◆ Data extracted from a collection ◆
================

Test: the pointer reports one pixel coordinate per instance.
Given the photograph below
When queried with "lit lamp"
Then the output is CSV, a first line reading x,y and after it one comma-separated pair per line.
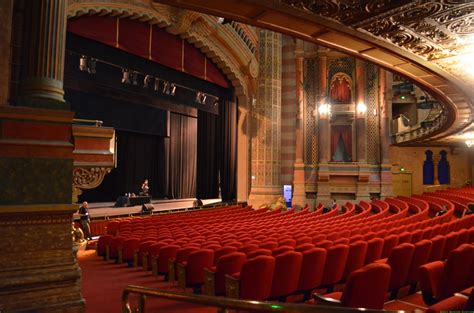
x,y
361,108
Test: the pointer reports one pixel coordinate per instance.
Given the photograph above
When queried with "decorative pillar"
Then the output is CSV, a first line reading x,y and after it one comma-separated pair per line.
x,y
39,271
266,124
44,48
6,13
361,133
299,194
385,93
324,193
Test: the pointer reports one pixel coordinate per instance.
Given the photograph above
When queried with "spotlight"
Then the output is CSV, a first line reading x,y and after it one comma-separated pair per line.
x,y
91,69
146,81
125,76
166,87
173,89
157,84
83,63
134,78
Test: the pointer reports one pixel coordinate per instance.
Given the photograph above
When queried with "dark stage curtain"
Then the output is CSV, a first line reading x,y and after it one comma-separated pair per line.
x,y
183,155
139,156
228,145
207,156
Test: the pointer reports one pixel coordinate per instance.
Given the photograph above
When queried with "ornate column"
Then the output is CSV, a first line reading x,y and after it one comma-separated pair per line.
x,y
324,192
44,48
361,132
6,13
299,194
266,124
385,94
39,271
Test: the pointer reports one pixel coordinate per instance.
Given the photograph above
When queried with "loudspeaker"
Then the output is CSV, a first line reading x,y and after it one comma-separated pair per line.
x,y
147,207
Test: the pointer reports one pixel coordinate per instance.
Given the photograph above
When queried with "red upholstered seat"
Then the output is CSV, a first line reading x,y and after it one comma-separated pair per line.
x,y
228,264
325,244
222,251
365,288
437,248
335,264
248,248
255,279
286,274
102,243
194,268
451,243
281,250
420,257
355,258
390,242
304,247
439,280
258,252
374,250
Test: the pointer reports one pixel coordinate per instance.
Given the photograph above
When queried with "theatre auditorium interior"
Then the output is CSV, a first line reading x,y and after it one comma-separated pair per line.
x,y
236,156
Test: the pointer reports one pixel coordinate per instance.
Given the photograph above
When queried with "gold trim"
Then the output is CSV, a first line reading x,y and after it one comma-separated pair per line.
x,y
29,208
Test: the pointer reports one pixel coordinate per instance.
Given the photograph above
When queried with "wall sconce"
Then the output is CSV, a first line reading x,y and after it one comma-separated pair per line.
x,y
324,109
361,108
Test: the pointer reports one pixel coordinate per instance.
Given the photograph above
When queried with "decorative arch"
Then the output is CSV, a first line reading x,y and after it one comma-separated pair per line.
x,y
240,73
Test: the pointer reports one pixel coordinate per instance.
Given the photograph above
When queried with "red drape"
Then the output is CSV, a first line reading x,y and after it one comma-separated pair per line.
x,y
344,131
340,90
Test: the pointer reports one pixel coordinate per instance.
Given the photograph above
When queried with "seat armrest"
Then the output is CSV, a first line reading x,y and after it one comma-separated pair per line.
x,y
232,287
321,300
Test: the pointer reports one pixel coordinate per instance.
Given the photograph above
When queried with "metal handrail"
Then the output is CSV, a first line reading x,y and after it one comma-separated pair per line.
x,y
96,123
223,303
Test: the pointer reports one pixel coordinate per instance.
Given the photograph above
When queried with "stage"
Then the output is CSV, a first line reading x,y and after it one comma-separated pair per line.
x,y
107,210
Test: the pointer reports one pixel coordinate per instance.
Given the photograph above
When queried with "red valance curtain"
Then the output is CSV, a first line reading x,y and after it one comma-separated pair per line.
x,y
344,132
149,42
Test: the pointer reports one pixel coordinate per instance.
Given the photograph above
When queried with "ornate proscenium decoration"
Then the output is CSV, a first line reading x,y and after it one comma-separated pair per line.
x,y
94,148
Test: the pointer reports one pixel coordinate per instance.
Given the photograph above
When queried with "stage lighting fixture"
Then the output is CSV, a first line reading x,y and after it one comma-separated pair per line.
x,y
125,76
166,87
91,68
146,81
134,78
83,63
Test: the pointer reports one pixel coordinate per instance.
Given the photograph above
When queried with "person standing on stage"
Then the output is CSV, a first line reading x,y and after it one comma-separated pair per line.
x,y
145,189
85,220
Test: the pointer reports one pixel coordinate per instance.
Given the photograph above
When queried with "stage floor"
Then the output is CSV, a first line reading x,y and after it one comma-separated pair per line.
x,y
105,210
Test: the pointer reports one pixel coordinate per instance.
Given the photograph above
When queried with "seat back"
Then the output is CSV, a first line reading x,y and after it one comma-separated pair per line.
x,y
227,264
256,278
420,257
390,242
197,261
335,264
399,261
355,258
222,251
374,250
367,287
437,248
458,264
286,274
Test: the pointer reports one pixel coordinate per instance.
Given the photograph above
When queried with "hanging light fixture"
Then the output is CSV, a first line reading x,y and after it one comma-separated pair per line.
x,y
83,63
125,76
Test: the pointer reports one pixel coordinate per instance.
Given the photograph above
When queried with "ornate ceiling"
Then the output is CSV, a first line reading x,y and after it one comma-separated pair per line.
x,y
430,42
441,32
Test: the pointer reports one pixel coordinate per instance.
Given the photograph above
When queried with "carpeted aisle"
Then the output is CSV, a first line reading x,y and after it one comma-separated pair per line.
x,y
103,284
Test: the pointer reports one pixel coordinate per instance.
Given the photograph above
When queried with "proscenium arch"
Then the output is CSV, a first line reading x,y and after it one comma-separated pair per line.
x,y
275,15
145,13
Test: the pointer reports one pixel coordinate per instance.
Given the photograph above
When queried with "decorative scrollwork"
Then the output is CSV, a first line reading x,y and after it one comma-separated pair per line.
x,y
88,178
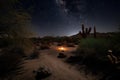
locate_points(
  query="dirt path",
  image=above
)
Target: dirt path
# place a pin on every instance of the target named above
(59, 69)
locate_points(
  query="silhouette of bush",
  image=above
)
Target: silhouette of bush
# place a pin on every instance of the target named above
(42, 73)
(61, 55)
(10, 64)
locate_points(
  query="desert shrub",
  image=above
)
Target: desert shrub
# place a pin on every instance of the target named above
(115, 43)
(10, 63)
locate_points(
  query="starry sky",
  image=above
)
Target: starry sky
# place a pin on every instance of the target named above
(64, 17)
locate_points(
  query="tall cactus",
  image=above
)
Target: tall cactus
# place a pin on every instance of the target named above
(95, 32)
(85, 31)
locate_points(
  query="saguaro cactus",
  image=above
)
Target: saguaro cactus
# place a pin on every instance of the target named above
(95, 32)
(85, 31)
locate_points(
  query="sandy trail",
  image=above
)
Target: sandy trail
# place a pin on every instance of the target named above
(59, 69)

================

◆ TASK DESCRIPTION ◆
Your task is an exact transcription of all the data, minus the pictures.

◆ SOLUTION TO THE EXERCISE ◆
Test: the pointer reports one pixel coordinate per instance.
Given the photograph below
When queried with "lit lamp"
Then the output is CSV, a first line reading x,y and after it one comma-separated pair per line.
x,y
361,108
Test: the pointer reports one pixel coordinate per instance.
Given the photograph above
When queried with "decorative pillar"
Then the output is CSV, a first line reading x,y and after it one comma-separated pair per line.
x,y
39,271
266,124
44,48
6,13
361,133
299,194
385,93
324,193
Test: the pointer reports one pixel coordinate per instance.
Given the photograph above
When queried with "spotlight"
Then the output is CSV, a first line reading x,y and after it one comma-separated pair per line.
x,y
91,69
146,81
125,76
166,87
173,89
157,84
83,63
134,78
Test: the pointer reports one pixel coordinate per instance.
Given the photograph above
When queried with "dark stage curtain"
Then the output is CSV, a first line reading x,y and after it one comma-separated pair per line.
x,y
183,155
139,156
228,145
207,156
Test: the pointer reports one pixel coordinate per instance.
Given the photograph above
When queried with "ornate column"
Then the output is CSV, a first line reading x,y and after it one comma-separated pair per line.
x,y
324,192
44,48
361,132
6,13
299,194
266,124
385,94
39,271
Test: the pointer reports one pixel coordinate per instance.
Given the photograph above
When queried with "loudspeaker"
Then the output is CSV, a first line reading x,y and after it one comma-separated pair per line.
x,y
147,207
Test: the pointer reports one pixel coordinate per instance.
Given the photograph above
When queried with "red upholstered seat"
Then the output is CSV, a first line reading x,y and after it one comma-separated pair per line.
x,y
228,264
325,244
222,251
365,288
437,248
335,264
248,248
255,279
286,274
102,243
194,268
451,243
281,250
420,257
355,258
390,242
304,247
439,280
258,252
374,250
Test: the pointer reports one pixel coordinate per instance.
Given the photograph above
When queried with "theatre auditorium interior"
Then the output is CSV, a first line reading x,y and after it one comma-separated pair per line.
x,y
236,156
Test: the pointer reports one pixel coordinate per instance.
Given the photograph above
When queried with "gold trim"
Then the output is CSV, a first line reading x,y and after it one comma-separated pair per line.
x,y
29,208
Test: the pointer reports one pixel coordinate per instance.
Given the photograph above
When queried with "wall sconce"
Then the output is CSV, a first line reading x,y and after it one comma-separated pair per line.
x,y
324,109
361,108
Test: the pointer reports one pixel coordinate per instance.
Given the photograph above
When queried with "decorative arch"
Then the output is CSV, a first line reading x,y and after it one comma-separated pair per line.
x,y
240,73
Test: the pointer reports one pixel coordinate per instance.
Given the photograph above
When queried with "red drape"
Then the output is CSV, a first line reading x,y and after it one comma-separated pair per line.
x,y
344,131
340,90
Test: the pointer reports one pixel coordinate per instance.
Given the photograph above
When queried with "seat armrest"
Then the output is CSV, a first line reading x,y and after it one comma-separated pair per line.
x,y
232,287
321,300
Test: the pointer reports one pixel coordinate per instance.
Given the photograph above
When queried with "metal handrail"
Then the output is CSV, a first line reading x,y and after it one comma-separated pair per line.
x,y
96,123
223,303
Test: the pointer reports one pixel coordinate per instance.
Given the photograph above
When queried with "stage"
Then the output is CSV, a first line reading x,y and after it one comma-separated pair per line.
x,y
107,210
Test: the pointer reports one pixel coordinate per instance.
Given the photograph above
When queried with "red valance curtain"
Then the output is CSV, a first line reading x,y and after it one comma-separated pair per line.
x,y
344,132
149,42
Test: the pointer reports one pixel coordinate per instance.
Given the photograph above
When queried with "ornate proscenium decoration"
Then the output is CSV, a first line reading x,y and after it one comma-separated pair per line.
x,y
94,148
Test: the pointer reports one pixel coordinate per instance.
Given the photograph above
When queried with "stage lighting fixture"
Then the output is CSV, a first line reading x,y and after it one comma-separated pair per line.
x,y
125,76
166,87
91,68
146,81
134,78
83,63
Test: the pointer reports one pixel coordinate per instance.
Given the photograph above
When queried with "person standing on stage"
Then the output is CSV, a first line reading x,y and after it one comma-separated pair per line.
x,y
145,189
85,220
Test: the pointer reports one pixel coordinate per instance.
Given the photograph above
When queried with "stage floor"
Then the output is CSV, a first line reading x,y and after it one comma-separated pair per line.
x,y
105,210
Test: the pointer reports one pixel coordinate per instance.
Given the photograph above
When queried with "seat back"
Then the output is CSV, a first line reading x,y and after it one comma-separated pair per line.
x,y
227,264
256,278
420,257
390,242
197,261
335,264
399,261
355,258
222,251
374,250
367,287
437,248
458,264
286,274
Test: the pointer reports one pixel coordinate per instance.
Given the photograph above
When queried with "hanging light fixture"
Then the output is CSV, a first line reading x,y and after it one comma-separated pair per line.
x,y
83,63
125,76
Test: the pointer reports one pixel coordinate per instance.
Given the photograph above
When queried with "ornate ceiling"
Then the output is CSV, a first line reading x,y and after it one comma-separated pair per line.
x,y
430,42
441,32
Test: the pointer reports one pixel coordinate per instance.
Given the photograph above
When queried with "carpeted aisle"
Then the output is CSV, a first line reading x,y and after it one comma-separated pair per line.
x,y
103,284
Test: the pointer reports one pixel coordinate per instance.
Given the photograph above
When queried with "proscenium arch"
Then the output is CSV, a first line reading x,y and after it one comma-separated pair per line.
x,y
275,15
145,13
Test: the pointer reports one pixel coordinate per instance.
Given the photograph above
When queried with "decorative scrollwork"
Then the output is CSV, a first line reading x,y and after it one comma-separated pair per line.
x,y
88,178
locate_points(
  query="dirt path",
  image=above
)
Target: dirt path
# place a pin on every instance of the target named above
(59, 69)
locate_points(
  query="silhouette of bush",
  image=above
)
Target: silhouette of bush
# place a pin on every instance of the target named above
(42, 73)
(61, 55)
(10, 64)
locate_points(
  query="desert shrub",
  image=above
)
Target: desert shrub
# place a pin on every instance of the target named above
(115, 43)
(10, 63)
locate_points(
  query="starry sky",
  image=above
)
Target: starry sky
# place a pin on every instance of the target named above
(64, 17)
locate_points(
  query="tall cactus",
  image=above
)
Target: tall cactus
# place a pin on every instance of the target named above
(95, 32)
(85, 31)
locate_points(
  query="saguaro cactus",
  image=above
)
Target: saguaro cactus
# place a pin on every instance of the target named above
(95, 32)
(85, 31)
locate_points(
  query="sandy trail",
  image=above
)
Target: sandy trail
# place a pin on every instance of the target named above
(59, 69)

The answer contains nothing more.